### O problema
Copie literalmente o trecho do artigo sobre chat descentralizado que se inicia nas palavras contendo "Podemos dizer que" e se encerra em "manipula outro programa.".

### Texto da página

★ ★ ★

Tecnologias de Vigilância e Antivigilância
Análise de aplicativos de chat descentralizado
13/12/2014
Por Lucas Teixeira
Vamos aqui analisar três projetos que estão criando novas ferramentas e serviços de chat / mensagens instantâneas completamente descentralizados: Bleep, Ricochet e Tox.
Antes de entrar em detalhes de cada novidade, é necessário entender o que é “descentralização” e por que ela é vital para garantir que nenhuma organização hegemônica – regimes opressivos, megacorporações – possa censurar ou controlar a Internet.
Des(centralização)
Quando você dá ENTER
na tela de chat do Facebook, a mensagem que quer mandar passa por diversas máquinas – roteadores, backbones, servidores – até chegar em um poderoso computador em alguma parte do Vale do Silício, de onde é encaminhado através de uma outra rota até a pessoa destinatária.
O Facebook Chat usa um protocolo centralizado de bate-papo: para falar com alguém que está lá, você tem que ter também uma conta no Facebook; todas as suas comunicações passam pelas máquinas da corporação, onde ficam registradas possivelmente para sempre:
Já os serviços baseados em XMPP/Jabber são parcialmente descentralizados (ou federados), já que qualquer organização pode ter um servidor (ou “federação”) que consegue interagir com os outros servidores e entregar/receber mensagens para seus próprios usuários:
Já o modo de funcionamento do Bleep, do Tox e do Ricochet é completamente descentralizado, ou P2P / peer-to-peer: as mensagens circulam através dos computadores dos próprios usuários, que se entendem e conseguem entregar as mensagens na pessoa certa:
Metadados
Quando mandamos uma carta através do correio, não basta só escrever a mensagem, não é? Temos que explicar direitinho no envelope pra onde queremos que ela vá, e geralmente colocamos também o nome e o endereço de quem mandou.
Podemos dizer que o conteúdo da mensagem (os parágrafos com notícias importantes, palavras de carinho, desabafos…) são os dados, e as informações sobre esse conteúdo (quem escreveu, quem vai ler, os endereços postais dessas pessoas…) são os metadados.
Segundo a Wikipedia (EN), o prefixo inglês meta é usado para “indicar um conceito que é uma abstração de outro conceito”. A metalinguagem acontece quando usamos a linguagem para falar da linguagem (como em “essa frase foi escrita em português”) ; a metaprogramação, quando um programa de computador manipula outro programa.
No caso do nosso chat, os metadados são quem falou e quem ouviu na conversa, quais são os endereços IP e os ID’s dessas pessoas, quando a conversa aconteceu, a versão do programa de chat e do sistema operacional, etc.

★ ★ ★

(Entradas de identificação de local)
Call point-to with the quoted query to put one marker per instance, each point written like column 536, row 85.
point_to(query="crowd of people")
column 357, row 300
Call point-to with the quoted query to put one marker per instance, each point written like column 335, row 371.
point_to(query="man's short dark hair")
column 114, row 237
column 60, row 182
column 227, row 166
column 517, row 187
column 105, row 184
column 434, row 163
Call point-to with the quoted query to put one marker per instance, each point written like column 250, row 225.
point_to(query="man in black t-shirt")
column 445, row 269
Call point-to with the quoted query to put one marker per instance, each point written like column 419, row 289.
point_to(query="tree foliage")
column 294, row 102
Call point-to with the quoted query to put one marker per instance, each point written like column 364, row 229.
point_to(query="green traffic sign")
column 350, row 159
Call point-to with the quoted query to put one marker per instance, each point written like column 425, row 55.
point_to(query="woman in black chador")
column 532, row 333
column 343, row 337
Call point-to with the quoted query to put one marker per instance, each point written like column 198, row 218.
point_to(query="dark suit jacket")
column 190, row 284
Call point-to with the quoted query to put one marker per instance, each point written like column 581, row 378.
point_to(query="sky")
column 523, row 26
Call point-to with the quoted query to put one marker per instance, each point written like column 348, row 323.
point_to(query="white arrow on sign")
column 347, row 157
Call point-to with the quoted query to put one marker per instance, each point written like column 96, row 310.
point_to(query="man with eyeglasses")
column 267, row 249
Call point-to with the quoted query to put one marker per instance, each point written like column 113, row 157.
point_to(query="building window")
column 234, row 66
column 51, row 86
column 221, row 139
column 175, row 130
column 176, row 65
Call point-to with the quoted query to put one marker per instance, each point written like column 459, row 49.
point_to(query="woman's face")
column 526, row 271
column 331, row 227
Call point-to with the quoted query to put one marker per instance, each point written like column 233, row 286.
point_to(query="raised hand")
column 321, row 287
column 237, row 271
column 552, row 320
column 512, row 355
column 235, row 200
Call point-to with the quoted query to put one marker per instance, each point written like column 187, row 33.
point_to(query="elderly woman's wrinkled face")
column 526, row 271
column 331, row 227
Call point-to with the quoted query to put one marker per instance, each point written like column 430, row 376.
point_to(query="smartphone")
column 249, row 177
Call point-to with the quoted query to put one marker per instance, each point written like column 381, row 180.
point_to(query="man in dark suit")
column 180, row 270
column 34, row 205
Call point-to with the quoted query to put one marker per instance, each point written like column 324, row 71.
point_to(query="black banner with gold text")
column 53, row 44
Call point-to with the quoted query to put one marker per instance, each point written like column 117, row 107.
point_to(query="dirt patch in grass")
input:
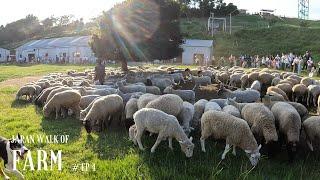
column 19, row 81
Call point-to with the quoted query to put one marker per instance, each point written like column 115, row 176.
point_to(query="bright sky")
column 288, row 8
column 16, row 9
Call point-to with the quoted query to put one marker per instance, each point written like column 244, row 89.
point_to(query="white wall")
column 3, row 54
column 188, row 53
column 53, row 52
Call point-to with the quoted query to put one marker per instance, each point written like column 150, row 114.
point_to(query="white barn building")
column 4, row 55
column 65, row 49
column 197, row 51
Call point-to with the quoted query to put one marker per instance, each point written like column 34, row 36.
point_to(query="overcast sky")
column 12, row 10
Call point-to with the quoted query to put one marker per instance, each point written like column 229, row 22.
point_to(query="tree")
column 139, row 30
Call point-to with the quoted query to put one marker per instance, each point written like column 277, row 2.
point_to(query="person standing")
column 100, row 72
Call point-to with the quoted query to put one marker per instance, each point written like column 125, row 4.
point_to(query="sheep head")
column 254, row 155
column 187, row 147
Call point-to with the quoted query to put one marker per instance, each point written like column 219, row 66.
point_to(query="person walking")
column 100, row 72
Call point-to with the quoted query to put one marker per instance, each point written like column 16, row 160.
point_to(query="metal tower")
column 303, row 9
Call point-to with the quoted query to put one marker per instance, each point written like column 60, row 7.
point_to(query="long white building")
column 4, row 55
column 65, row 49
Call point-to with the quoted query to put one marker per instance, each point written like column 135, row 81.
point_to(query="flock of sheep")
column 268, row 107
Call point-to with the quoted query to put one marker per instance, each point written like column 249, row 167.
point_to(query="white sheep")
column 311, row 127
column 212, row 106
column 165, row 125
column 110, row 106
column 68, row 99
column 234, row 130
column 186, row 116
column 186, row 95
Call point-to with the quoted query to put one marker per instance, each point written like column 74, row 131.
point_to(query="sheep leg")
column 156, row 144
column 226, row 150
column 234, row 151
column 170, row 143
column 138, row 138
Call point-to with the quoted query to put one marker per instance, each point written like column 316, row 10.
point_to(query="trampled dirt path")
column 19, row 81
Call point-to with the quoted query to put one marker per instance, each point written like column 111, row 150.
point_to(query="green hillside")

★ ★ ★

### Resultado da tarefa
Podemos dizer que o conteúdo da mensagem (os parágrafos com notícias importantes, palavras de carinho, desabafos…) são os dados, e as informações sobre esse conteúdo (quem escreveu, quem vai ler, os endereços postais dessas pessoas…) são os metadados.
Segundo a Wikipedia (EN), o prefixo inglês meta é usado para “indicar um conceito que é uma abstração de outro conceito”. A metalinguagem acontece quando usamos a linguagem para falar da linguagem (como em “essa frase foi escrita em português”) ; a metaprogramação, quando um programa de computador manipula outro programa.